_Available records_
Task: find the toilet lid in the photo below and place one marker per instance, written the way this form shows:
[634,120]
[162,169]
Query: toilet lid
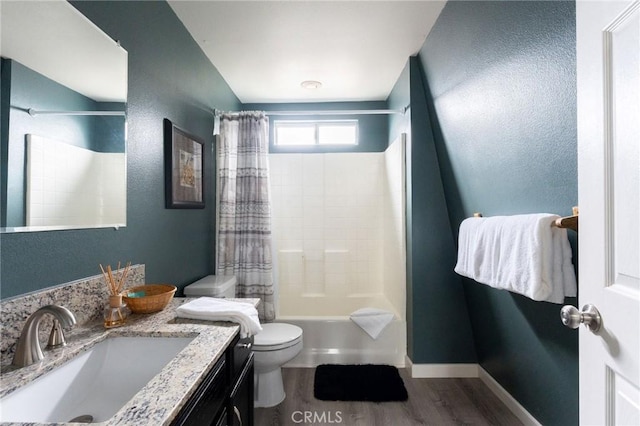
[276,334]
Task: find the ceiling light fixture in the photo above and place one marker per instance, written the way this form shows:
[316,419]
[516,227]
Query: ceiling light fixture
[311,84]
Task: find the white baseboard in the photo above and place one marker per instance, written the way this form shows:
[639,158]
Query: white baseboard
[518,410]
[424,371]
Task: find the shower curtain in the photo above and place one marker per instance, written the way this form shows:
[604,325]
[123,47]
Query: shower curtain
[244,211]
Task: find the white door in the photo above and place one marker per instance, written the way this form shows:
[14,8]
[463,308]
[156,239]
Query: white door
[608,61]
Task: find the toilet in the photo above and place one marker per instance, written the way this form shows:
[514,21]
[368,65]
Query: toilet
[277,343]
[274,346]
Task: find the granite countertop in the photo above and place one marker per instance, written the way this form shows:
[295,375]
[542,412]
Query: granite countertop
[162,398]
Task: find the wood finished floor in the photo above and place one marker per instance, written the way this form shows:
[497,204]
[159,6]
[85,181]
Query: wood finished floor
[435,402]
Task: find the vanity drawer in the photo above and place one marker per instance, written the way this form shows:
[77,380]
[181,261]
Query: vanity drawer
[238,354]
[208,402]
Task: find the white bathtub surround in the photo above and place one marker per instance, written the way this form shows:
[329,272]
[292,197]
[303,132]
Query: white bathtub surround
[373,321]
[85,298]
[338,340]
[244,240]
[339,228]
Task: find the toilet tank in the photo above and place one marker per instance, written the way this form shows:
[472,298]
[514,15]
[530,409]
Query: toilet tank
[222,286]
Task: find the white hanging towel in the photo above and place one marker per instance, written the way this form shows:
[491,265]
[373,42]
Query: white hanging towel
[372,320]
[214,309]
[524,254]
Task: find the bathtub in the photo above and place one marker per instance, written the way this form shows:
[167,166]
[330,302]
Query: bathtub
[335,339]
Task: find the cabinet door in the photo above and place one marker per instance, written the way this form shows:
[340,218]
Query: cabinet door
[241,400]
[208,401]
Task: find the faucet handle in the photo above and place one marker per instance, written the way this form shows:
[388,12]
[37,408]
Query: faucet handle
[56,337]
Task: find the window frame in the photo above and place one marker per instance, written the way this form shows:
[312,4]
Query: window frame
[316,127]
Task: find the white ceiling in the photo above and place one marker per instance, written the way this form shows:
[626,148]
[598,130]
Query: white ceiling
[265,49]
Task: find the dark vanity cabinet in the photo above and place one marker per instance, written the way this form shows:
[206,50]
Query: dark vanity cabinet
[225,396]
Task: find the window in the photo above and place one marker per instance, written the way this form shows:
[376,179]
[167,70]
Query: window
[305,133]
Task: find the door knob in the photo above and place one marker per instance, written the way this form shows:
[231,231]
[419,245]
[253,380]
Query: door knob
[589,316]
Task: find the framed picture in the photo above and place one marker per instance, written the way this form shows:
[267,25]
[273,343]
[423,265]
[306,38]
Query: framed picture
[183,168]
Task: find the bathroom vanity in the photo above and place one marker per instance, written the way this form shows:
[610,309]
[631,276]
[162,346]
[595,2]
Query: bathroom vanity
[225,396]
[209,382]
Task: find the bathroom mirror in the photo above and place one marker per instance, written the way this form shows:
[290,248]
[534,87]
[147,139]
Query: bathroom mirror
[63,120]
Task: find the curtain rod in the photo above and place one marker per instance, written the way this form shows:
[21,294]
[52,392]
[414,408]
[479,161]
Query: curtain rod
[32,112]
[340,112]
[332,112]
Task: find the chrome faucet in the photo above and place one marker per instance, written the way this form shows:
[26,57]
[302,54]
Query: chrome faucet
[28,350]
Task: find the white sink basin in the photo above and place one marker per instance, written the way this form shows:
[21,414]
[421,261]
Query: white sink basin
[96,383]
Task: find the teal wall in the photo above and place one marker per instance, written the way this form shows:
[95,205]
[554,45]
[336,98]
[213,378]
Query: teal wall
[438,327]
[372,129]
[169,77]
[502,98]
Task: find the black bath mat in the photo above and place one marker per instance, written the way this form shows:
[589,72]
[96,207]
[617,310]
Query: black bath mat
[366,382]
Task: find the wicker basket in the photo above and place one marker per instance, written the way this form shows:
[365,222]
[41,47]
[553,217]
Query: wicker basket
[148,298]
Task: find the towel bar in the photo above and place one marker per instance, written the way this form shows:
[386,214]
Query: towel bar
[569,222]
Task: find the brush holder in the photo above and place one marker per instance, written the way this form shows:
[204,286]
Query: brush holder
[116,312]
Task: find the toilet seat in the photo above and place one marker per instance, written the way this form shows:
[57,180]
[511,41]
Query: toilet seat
[276,336]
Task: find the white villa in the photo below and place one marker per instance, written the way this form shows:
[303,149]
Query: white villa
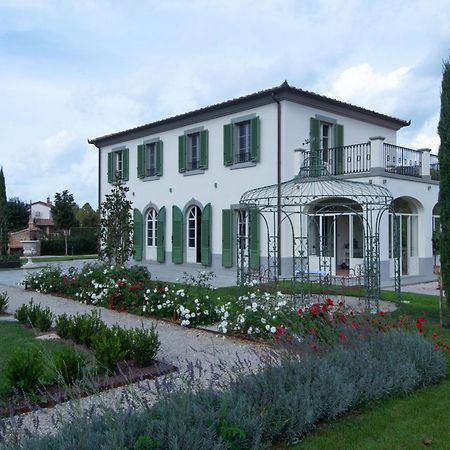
[187,174]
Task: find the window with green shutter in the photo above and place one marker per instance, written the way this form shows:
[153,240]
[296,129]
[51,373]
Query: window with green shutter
[177,235]
[118,165]
[227,237]
[241,141]
[137,235]
[161,235]
[206,253]
[150,159]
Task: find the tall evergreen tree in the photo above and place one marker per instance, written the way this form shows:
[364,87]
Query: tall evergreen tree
[3,216]
[444,189]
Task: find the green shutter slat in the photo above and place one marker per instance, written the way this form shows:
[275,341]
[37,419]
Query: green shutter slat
[339,139]
[161,235]
[254,238]
[227,238]
[314,146]
[256,144]
[110,168]
[204,149]
[177,235]
[228,144]
[141,164]
[137,236]
[159,158]
[126,165]
[182,153]
[206,253]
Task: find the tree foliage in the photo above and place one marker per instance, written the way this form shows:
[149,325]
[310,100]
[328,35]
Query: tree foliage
[3,216]
[18,214]
[63,211]
[116,226]
[444,190]
[87,217]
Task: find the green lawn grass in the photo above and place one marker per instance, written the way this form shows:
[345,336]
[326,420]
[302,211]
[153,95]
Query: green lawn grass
[14,335]
[401,421]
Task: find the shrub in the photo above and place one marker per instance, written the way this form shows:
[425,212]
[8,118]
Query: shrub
[279,403]
[85,326]
[35,315]
[69,365]
[4,300]
[63,324]
[145,345]
[24,368]
[108,350]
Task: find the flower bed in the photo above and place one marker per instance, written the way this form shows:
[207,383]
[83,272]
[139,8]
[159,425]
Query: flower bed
[255,315]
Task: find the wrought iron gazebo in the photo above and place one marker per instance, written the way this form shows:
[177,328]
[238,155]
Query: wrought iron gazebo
[295,205]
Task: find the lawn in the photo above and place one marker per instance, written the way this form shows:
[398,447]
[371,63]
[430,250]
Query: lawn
[399,422]
[12,336]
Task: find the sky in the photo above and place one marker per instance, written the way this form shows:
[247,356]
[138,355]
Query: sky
[72,70]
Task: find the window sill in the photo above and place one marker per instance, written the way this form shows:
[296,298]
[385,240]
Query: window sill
[243,165]
[188,173]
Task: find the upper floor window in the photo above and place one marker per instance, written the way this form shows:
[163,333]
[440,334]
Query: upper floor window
[242,141]
[118,165]
[150,159]
[193,151]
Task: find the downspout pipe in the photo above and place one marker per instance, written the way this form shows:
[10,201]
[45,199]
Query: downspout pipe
[275,99]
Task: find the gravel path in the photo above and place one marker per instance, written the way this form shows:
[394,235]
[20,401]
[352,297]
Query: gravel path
[179,346]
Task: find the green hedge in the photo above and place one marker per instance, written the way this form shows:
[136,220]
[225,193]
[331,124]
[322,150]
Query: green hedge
[280,403]
[80,244]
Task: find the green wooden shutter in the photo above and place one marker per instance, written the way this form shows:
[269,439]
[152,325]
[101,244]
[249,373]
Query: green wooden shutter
[182,153]
[228,144]
[177,235]
[206,236]
[339,140]
[159,158]
[256,144]
[161,235]
[227,238]
[254,238]
[110,167]
[204,149]
[137,236]
[141,159]
[126,165]
[314,146]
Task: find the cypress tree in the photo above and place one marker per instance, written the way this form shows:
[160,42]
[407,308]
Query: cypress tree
[444,189]
[3,216]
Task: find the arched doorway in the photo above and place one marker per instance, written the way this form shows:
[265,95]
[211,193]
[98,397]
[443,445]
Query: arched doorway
[193,235]
[407,217]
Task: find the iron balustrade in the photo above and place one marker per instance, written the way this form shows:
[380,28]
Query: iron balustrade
[402,160]
[354,158]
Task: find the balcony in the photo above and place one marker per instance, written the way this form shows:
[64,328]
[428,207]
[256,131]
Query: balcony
[373,157]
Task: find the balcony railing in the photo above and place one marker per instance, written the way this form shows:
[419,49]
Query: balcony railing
[349,159]
[402,160]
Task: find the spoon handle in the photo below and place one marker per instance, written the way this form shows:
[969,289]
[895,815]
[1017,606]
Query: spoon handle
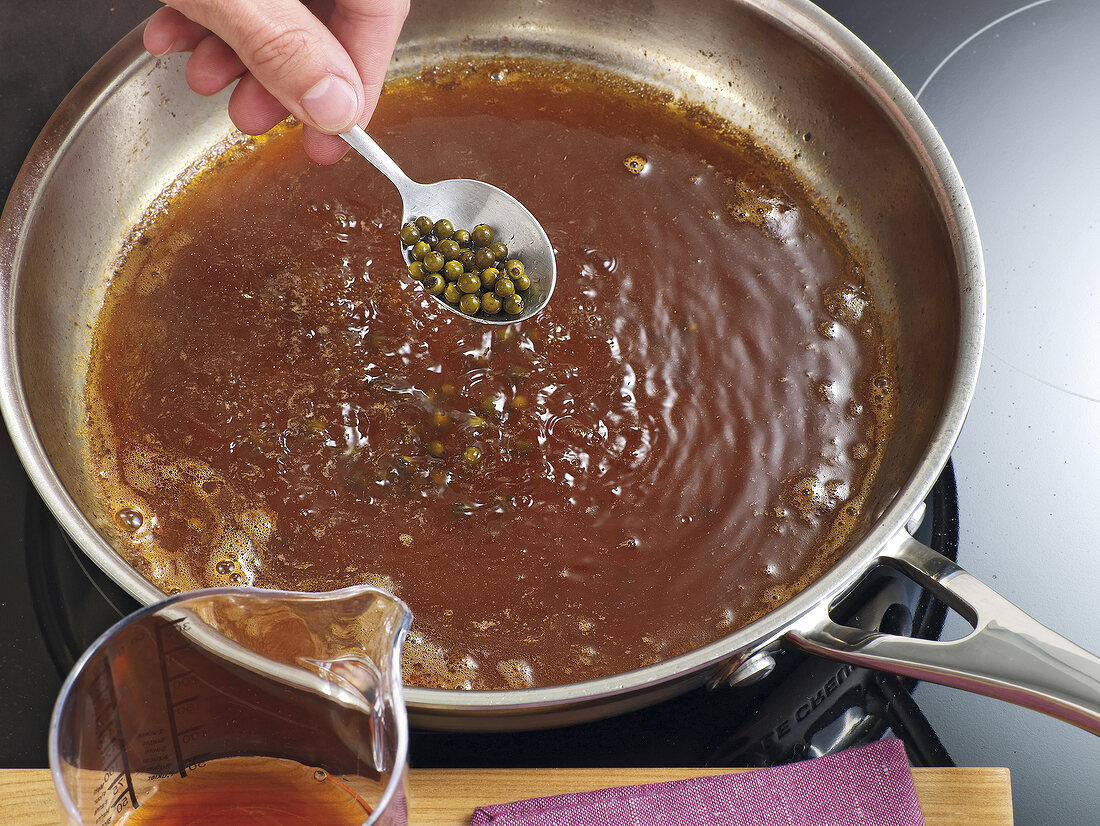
[365,146]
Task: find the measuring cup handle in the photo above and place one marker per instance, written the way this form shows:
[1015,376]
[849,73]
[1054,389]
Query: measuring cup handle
[1008,654]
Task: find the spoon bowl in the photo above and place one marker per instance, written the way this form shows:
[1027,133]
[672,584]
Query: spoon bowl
[466,204]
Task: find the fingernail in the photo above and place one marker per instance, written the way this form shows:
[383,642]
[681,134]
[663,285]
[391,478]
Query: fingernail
[332,103]
[171,48]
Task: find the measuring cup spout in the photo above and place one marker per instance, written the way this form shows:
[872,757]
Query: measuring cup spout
[286,696]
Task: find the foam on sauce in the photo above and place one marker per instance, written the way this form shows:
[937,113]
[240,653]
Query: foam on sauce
[679,442]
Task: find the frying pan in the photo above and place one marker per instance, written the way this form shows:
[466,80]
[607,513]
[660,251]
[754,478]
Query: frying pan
[783,70]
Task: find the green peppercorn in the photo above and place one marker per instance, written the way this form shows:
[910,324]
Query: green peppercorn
[435,284]
[482,235]
[491,305]
[450,249]
[488,277]
[469,283]
[484,259]
[433,262]
[470,304]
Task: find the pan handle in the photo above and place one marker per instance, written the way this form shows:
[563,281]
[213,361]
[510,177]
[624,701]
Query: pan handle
[1008,656]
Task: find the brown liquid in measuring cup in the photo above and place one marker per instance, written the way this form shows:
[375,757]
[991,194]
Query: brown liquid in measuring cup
[679,442]
[251,792]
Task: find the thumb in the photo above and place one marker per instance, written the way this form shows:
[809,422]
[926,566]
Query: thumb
[290,53]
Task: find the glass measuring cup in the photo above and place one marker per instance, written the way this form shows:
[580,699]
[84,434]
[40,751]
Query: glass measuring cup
[239,705]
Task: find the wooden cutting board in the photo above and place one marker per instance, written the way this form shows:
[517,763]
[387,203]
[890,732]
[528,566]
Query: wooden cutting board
[448,796]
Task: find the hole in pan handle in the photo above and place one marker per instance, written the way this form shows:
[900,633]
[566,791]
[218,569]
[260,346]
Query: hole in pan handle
[1008,656]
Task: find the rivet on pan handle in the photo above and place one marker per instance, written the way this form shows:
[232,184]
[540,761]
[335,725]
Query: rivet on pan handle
[1008,656]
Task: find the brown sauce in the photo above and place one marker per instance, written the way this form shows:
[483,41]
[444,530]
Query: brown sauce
[675,444]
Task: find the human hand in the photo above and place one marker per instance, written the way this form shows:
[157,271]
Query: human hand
[323,64]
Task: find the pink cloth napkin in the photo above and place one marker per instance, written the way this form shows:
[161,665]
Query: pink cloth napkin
[871,785]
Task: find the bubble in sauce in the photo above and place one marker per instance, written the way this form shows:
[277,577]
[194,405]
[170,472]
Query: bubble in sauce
[129,519]
[516,673]
[635,164]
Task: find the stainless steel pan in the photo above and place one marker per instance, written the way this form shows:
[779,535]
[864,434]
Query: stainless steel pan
[781,68]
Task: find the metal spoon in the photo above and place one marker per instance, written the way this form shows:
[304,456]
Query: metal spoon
[465,204]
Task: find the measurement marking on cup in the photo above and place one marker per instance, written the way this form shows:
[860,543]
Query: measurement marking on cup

_Exercise objective_
Lines in the data that hold "marking" are to be counted, and the number alone reported.

_Reply to the task_
2